§ **What to work on**
Your answer should repeat the listing in full, with no line missing or altered.

[Opening Entries shown section]

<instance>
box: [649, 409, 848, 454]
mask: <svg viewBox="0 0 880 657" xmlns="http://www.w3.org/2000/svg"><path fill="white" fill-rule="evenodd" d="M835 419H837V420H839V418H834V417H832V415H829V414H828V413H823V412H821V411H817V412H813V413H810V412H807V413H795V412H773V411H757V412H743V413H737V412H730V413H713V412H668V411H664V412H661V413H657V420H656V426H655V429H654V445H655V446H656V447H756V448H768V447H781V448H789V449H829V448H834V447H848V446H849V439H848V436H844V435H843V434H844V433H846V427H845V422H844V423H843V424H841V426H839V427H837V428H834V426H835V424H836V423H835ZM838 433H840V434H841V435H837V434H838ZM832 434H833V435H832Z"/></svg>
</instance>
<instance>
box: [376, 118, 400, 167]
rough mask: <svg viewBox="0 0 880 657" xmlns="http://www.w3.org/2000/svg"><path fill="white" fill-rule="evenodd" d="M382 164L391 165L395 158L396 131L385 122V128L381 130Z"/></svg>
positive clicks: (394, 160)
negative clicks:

[Closing Entries shown section]

§ **Solution**
<instance>
box: [649, 409, 848, 454]
mask: <svg viewBox="0 0 880 657" xmlns="http://www.w3.org/2000/svg"><path fill="white" fill-rule="evenodd" d="M835 419H837V420H839V418H834V417H832V415H829V414H828V413H823V412H821V411H817V412H813V413H810V412H807V413H795V412H773V411H757V412H743V413H737V412H730V413H713V412H668V411H664V412H661V413H657V420H656V426H655V429H654V445H655V446H656V447H756V448H768V447H781V448H789V449H829V448H834V447H848V446H849V439H848V436H844V435H843V434H844V433H846V427H845V422H844V423H843V424H841V426H839V427H837V428H834V426H835V424H836V423H835ZM838 433H840V434H841V435H837V434H838ZM832 434H833V435H832Z"/></svg>
</instance>
<instance>
box: [376, 118, 400, 167]
rough mask: <svg viewBox="0 0 880 657" xmlns="http://www.w3.org/2000/svg"><path fill="white" fill-rule="evenodd" d="M382 164L391 165L395 158L396 131L385 122V128L381 130Z"/></svg>
positive clicks: (394, 160)
negative clicks:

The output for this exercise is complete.